Prospettive assistenziali, n. 38, aprile-giugno 1977
FALSI
CIECHI A TORINO UN ESPOSTO DELL'UNIONE ITALIANA CIECHI
Alla Procura della Repubblica di
Torino.
Signor Procuratore della Repubblica,
il sottoscritto Tomatis Enzo, nella sua qualità di Presidente della Sezione provinciale di Torino della
Unione Italiana Ciechi, Corso Vittorio Emanuele n. 63,
ESPONE
l'Unione Italiana Ciechi, da oltre 55
anni unica associazione rappresentativa dei non vedenti, ha quale preminente
scopo statutario la tutela degli interessi morali e materiali dei privi della
vista in ogni campo. Tale compito è ribadito, fra l'altro, da una specifica
disposizione di legge contenuta nell'art. 1 del DLCPDS 26 settembre 1947, n.
1047. Nell'esercizio di questo mandato, l'U.I.C. ha conseguito significativi risultati a favore della categoria tradottisi
in vari provvedimenti legislativi in materia di istruzione, di avviamento al
lavoro, di benefici pensionistici. Recenti scandali hanno posto il dito su una
piaga di portata sì quantitativamente contenuta ma moralmente molto rilevante: i falsi ciechi. Vi sono cioè persone che fingono di essere portatori della grave
deprivazione sensoriale al fine di profittare dei modesti benefici compensativi
riservati ai non vedenti. Ciò costituisce motivo di grave indignazione per i
ciechi e di riprovazione generale dell'opinione pubblica oltre che, a nostro
avviso, violazione della legge, e pertanto l'U.I.C. sta promuovendo, a livello
nazionale, una campagna generalizzata per lo smascheramento dei simulatori. L'impegno associativo in questa direzione non è
peraltro nuovo: fin dai primi anni successivi alla concessione della pensione
ai ciechi civili, l'allora Presidente nazionale Paolo Bentivoglio
tuonava contro i «ciechi motociclisti» e, da allora, a più riprese, varie
Sezioni Provinciali dell'U.I.C. hanno intrapreso iniziative moralizzatricî
seguendo l'esortazione dei dirigenti nazionali del sodalizio.
Si ha ragione di ritenere che, per
il rigore degli accertamenti effettuati dagli organi preposti, nella nostra
provincia non vi sia, se non come remota probabilità, chi indebitamente
profitta delle concessioni pensionistiche ai ciechi civili, tuttavia, dopo
attenta riflessione, il Consiglio Direttivo della Sezione ha
ritenuto ugualmente necessario prendere un'iniziativa di accertamento
in merito dopo aver valutato il danno che deriva alla categoria dalla
possibilità di accesso di non ciechi ad altre forme provvidenziali disposte a
favore dei non vedenti, ad esempio nel campo del lavoro.
Come è noto esiste una gamma di
disposizioni legislative concernenti il collocamento obbligatorio al lavoro
dei massaggiatori ciechi e dei centralinisti telefonici ciechi, mentre, anche
per l'attuale situazione economica del Paese, insormontabili ostacoli si
frappongono al non vedente che liberamente competa coi normodotati
nel mercato del lavoro alla ricerca di una diversa e non tutelata occupazione.

Voci di dati:
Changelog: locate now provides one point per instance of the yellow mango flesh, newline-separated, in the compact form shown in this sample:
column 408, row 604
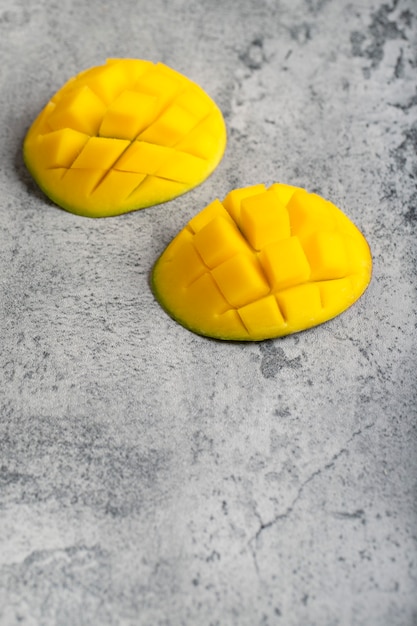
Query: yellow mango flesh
column 124, row 136
column 262, row 263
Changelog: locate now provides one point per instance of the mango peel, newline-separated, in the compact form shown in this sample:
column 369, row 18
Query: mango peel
column 124, row 136
column 262, row 263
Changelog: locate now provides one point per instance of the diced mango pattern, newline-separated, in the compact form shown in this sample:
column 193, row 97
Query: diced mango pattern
column 123, row 136
column 262, row 264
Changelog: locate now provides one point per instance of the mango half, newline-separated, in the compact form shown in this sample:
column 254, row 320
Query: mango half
column 262, row 263
column 123, row 136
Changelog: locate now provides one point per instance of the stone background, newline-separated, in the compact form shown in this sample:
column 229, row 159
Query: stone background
column 149, row 476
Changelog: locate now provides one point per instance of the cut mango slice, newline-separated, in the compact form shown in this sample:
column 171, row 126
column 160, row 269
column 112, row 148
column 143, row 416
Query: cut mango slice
column 263, row 263
column 124, row 136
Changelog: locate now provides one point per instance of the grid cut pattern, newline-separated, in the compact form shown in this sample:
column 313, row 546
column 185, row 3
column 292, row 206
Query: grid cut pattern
column 280, row 267
column 132, row 117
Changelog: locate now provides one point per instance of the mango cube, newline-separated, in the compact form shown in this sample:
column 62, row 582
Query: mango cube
column 262, row 264
column 142, row 127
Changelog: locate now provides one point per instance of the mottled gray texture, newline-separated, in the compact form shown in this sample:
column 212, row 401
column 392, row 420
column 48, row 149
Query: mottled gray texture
column 149, row 476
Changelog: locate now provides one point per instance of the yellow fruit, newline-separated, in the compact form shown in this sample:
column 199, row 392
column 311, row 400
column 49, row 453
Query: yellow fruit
column 123, row 136
column 261, row 264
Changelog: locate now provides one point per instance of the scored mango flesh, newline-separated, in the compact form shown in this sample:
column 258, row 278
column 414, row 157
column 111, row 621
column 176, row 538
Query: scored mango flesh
column 123, row 136
column 262, row 264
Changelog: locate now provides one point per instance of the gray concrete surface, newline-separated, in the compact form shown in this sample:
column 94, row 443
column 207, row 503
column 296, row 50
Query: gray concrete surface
column 149, row 476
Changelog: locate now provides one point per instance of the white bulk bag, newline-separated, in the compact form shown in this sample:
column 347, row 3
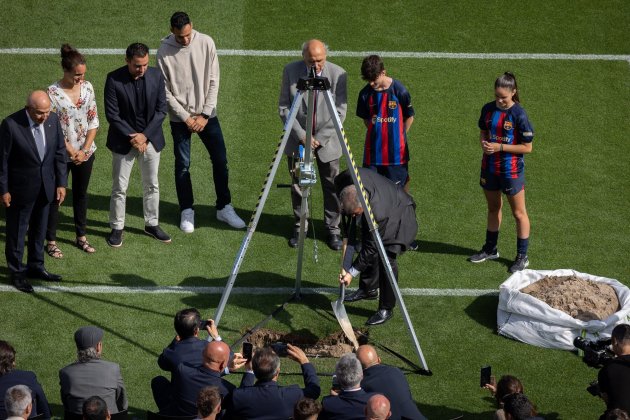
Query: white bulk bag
column 528, row 319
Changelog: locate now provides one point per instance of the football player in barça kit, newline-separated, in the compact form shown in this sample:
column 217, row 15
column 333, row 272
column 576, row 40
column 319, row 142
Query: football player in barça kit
column 506, row 135
column 384, row 104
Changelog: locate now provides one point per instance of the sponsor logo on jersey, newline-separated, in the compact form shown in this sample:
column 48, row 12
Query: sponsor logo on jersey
column 500, row 139
column 381, row 120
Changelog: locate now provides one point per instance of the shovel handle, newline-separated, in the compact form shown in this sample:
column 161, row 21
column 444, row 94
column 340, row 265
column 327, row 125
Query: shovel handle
column 342, row 286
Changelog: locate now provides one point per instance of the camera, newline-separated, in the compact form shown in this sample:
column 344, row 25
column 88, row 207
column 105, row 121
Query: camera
column 593, row 388
column 596, row 353
column 280, row 349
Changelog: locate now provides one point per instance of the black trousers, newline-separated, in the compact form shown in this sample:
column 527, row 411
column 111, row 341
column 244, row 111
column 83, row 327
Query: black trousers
column 376, row 276
column 80, row 180
column 22, row 220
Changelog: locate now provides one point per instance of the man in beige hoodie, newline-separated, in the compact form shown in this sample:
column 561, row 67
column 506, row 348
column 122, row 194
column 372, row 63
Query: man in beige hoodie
column 188, row 60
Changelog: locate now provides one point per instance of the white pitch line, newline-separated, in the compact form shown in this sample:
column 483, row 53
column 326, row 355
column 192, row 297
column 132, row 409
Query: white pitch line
column 236, row 290
column 387, row 54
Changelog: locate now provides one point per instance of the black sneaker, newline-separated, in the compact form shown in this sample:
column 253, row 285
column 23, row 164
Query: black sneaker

#### I TUOI COMPITI:
(a) Riassumi in due frasi l'esposto dell'Unione Italiana Ciechi sui falsi ciechi.
(b) Secondo l'esposto dell'Unione Italiana Ciechi, in quali materie i risultati ottenuti dall'associazione si sono tradotti in provvedimenti legislativi? Elencale tutte.

#### ELENCO RISPOSTE:
(a) Enzo Tomatis, presidente della Sezione provinciale di Torino dell'Unione Italiana Ciechi, segnala alla Procura della Repubblica di Torino il problema dei falsi ciechi, persone che fingono la cecità per profittare dei benefici riservati ai non vedenti e contro cui l'associazione promuove una campagna nazionale. Pur considerando solo una remota probabilità la presenza di simulatori nella provincia, il Consiglio Direttivo della Sezione ha ritenuto necessario prendere un'iniziativa di accertamento per il danno che deriva alla categoria dall'accesso di non ciechi ad altre provvidenze, ad esempio nel campo del lavoro.

(b)
- istruzione
- avviamento al lavoro
- benefici pensionistici